Some of the names had previously been linked to Epstein, a hugely influential Jewish donor who used his largesse to obscure what investigators uncovered years ago as an elaborate underage sex trafficking ring. Epstein met with thousands of people over his career and the presence of their names does not itself indicate any evidence of misdeeds.
But the scheduling documents revealed by the Wall Street Journal yesterday indicate that some figures already known to be in his orbit had more frequent meetings with him than initially revealed in Epstein’s “black book” of personal contacts, or in his flight logs. They also reveal that some figures who weren’t previously known to have ties to Epstein did in fact meet regularly with him.
Epstein’s death in prison in 2019 was ruled a suicide but took place under mysterious circumstances that have led some to question the suicide determination. At the time, he was awaiting trial on sex trafficking charges following a Miami Herald investigation that uncovered his network of sexual abuse and high-profile connections.
The scheduled meetings revealed in the Journal’s report all occurred years after Epstein’s initial arrest for sex crimes in 2008. Among the more notable appointments in the calendar: a 2015 meeting with Chomsky, a longtime critic of Israel, and former Israeli prime minister Ehud Barak, whose relationship with Epstein has received much scrutiny over the years.
Epstein had arranged the meeting for Chomsky and Barak to discuss “Israel’s policies with regard to Palestinian issues and the international arena,” Chomsky told the Journal.
Chomsky further said of Epstein, “I knew him and we met occasionally.” The two men had planned several meetings between 2015 and 2016, including a dinner between them, Woody Allen and Allen’s stepdaughter-turned-wife Soon-Yi Previn; and another meeting with a former Harvard University president.
Epstein’s calendar features other meetings with Barak, such as one that also included an executive at the consulting firm of former Secretary of State Henry Kissinger. According to previous reporting, Barak visited Epstein’s private island multiple times, and prominent former Epstein victim Virginia Giuffre alleged in court that Epstein had forced her to have sex with the former prime minister, as well as with prominent pro-Israel attorney Alan Dershowitz. Barak and Dershowitz have previously denied the allegations, which became an issue in Israeli politics in 2019.

****

▶ [Objective 1]
Using the passage on Epstein's scheduling documents, give a short reply to each item.
(a) Which newspaper's investigation preceded the sex trafficking charges Epstein was awaiting when he died?
(b) In what year was Epstein first arrested for sex crimes?
(c) According to Chomsky, what was the 2015 meeting between him and Barak arranged to discuss?
▶ [Objective 2] Write a further paragraph of the passage on Epstein's scheduling documents, picking up after its final sentence.

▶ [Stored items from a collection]
****

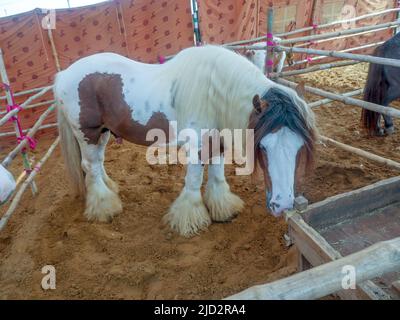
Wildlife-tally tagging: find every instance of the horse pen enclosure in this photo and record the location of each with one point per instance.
(136, 256)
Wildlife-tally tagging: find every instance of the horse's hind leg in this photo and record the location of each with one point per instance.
(222, 204)
(391, 95)
(188, 214)
(102, 203)
(102, 148)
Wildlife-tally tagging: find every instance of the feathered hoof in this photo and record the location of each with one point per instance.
(112, 184)
(222, 204)
(102, 206)
(188, 215)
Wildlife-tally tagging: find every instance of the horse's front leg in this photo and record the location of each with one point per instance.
(222, 204)
(188, 214)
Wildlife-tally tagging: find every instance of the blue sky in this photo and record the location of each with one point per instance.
(10, 7)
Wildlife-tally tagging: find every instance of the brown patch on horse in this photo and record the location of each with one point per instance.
(103, 107)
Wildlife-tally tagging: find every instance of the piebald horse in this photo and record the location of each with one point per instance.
(200, 88)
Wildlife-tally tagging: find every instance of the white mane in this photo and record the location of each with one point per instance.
(219, 85)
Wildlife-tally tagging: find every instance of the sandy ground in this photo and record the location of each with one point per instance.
(137, 257)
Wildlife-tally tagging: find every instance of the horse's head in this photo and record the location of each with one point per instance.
(284, 135)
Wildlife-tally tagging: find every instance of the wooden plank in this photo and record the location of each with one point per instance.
(316, 250)
(352, 204)
(380, 258)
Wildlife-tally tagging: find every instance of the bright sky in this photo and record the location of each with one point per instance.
(10, 7)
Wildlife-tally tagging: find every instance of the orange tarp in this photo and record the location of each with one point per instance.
(145, 29)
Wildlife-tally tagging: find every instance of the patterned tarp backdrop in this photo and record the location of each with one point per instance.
(146, 29)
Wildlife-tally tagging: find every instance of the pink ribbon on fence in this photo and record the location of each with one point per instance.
(32, 142)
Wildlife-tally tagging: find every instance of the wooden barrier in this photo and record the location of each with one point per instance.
(25, 92)
(318, 27)
(24, 105)
(330, 35)
(17, 198)
(314, 68)
(6, 162)
(314, 59)
(380, 258)
(362, 153)
(346, 100)
(326, 101)
(343, 55)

****

▶ [Task output 1]
(a) The Miami Herald.
(b) 2008.
(c) Israel's policies with regard to Palestinian issues and the international arena.

▶ [Task output 2]
Botstein, meanwhile, had scheduled dozens of meetings with Epstein to discuss the financier supporting various Bard programs. While Epstein did donate to Bard on occasion, Botstein described their relationship to the Wall Street Journal as “sadism on his part” because Epstein was frequently “dangling philanthropic support” he would not commit to.
Chomsky’s own connections to Epstein had not been previously reported. Botstein has told the press in the past about Epstein’s donations to Bard, but the extent of the two men’s personal relationship had not been previously disclosed. Allen’s own relationship with Epstein has been previously reported as well.
Both Chomsky and Botstein defended their decision to continue meeting with Epstein after his first sex trafficking convictions, with Chomsky saying that Epstein’s prison time indicated a “clean slate” and Botstein invoking Bard’s history of supporting prison rehabilitation programs.
Epstein also had more than a dozen meetings with Ariane de Rothschild, the chief executive of the Rothschild Group of Swiss Jewish bankers, who had married into the family and was the firm’s chair at the time. De Rothschild herself is not Jewish, but the family has been a prime target of antisemitic conspiracy theories for decades.
De Rothschild and Epstein had extensive financial and professional entanglements, the Journal reported, building off of previous reporting about their relationship that the Rothschild firm had denied. At one point Epstein had reportedly asked her to help him find a new female assistant, to which she replied, “I’ll ask around.” They also reportedly brokered multimillion dollar contracts between their two firms, and Epstein also connected her to Kathryn Ruemmler, a former Obama White House counsel who then worked for Goldman Sachs.
The firm now acknowledges that its earlier denial of a relationship between Epstein and de Rothschild was inaccurate.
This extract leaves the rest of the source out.